• EXERCISE REQUIREMENTS
Copy every line of the items below, including the lines that call find. Multiply each box coordinate in the output by 1.5 and round it to a whole number with halves going up, and leave the pictures out of your copy.

=== GIVEN RECORDS ===

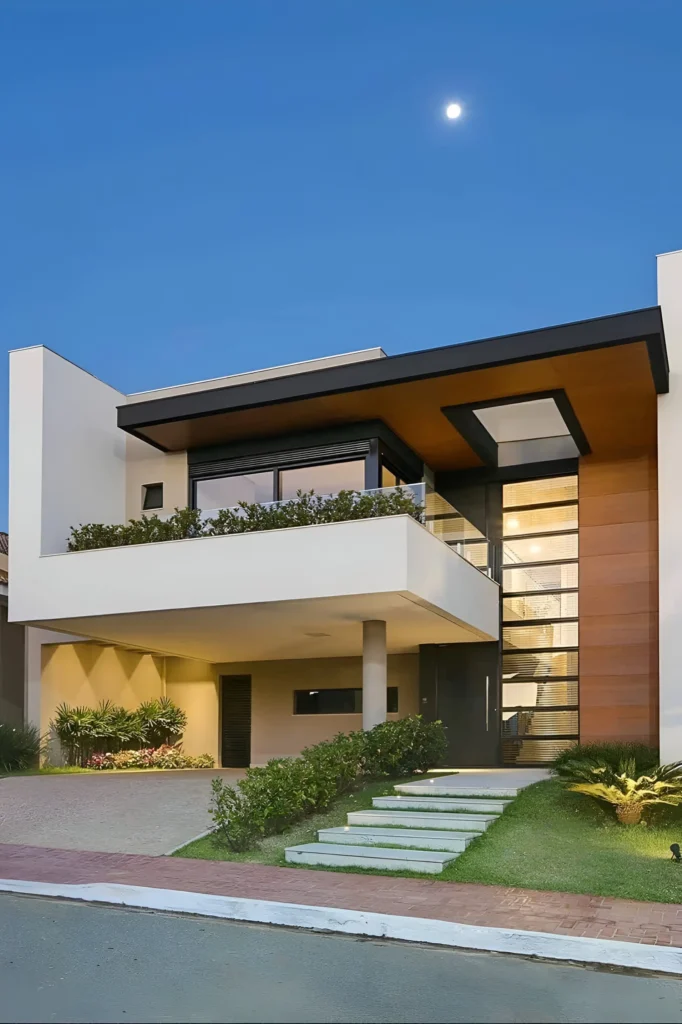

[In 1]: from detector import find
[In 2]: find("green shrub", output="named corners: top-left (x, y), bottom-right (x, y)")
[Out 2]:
top-left (136, 697), bottom-right (187, 746)
top-left (210, 716), bottom-right (445, 850)
top-left (85, 744), bottom-right (214, 771)
top-left (0, 722), bottom-right (43, 772)
top-left (50, 697), bottom-right (187, 768)
top-left (555, 757), bottom-right (682, 824)
top-left (365, 715), bottom-right (447, 776)
top-left (552, 743), bottom-right (660, 777)
top-left (69, 489), bottom-right (424, 551)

===

• EXERCISE RESULT
[In 1]: from detector import find
[In 2]: find("green shrub", output="named corners: top-left (x, y), bottom-right (x, y)")
[Out 2]:
top-left (204, 1046), bottom-right (281, 1119)
top-left (315, 1074), bottom-right (668, 1275)
top-left (128, 1116), bottom-right (321, 1157)
top-left (0, 1083), bottom-right (65, 1158)
top-left (75, 1046), bottom-right (281, 1152)
top-left (833, 1136), bottom-right (1023, 1236)
top-left (548, 1073), bottom-right (671, 1164)
top-left (828, 1115), bottom-right (990, 1166)
top-left (104, 734), bottom-right (636, 827)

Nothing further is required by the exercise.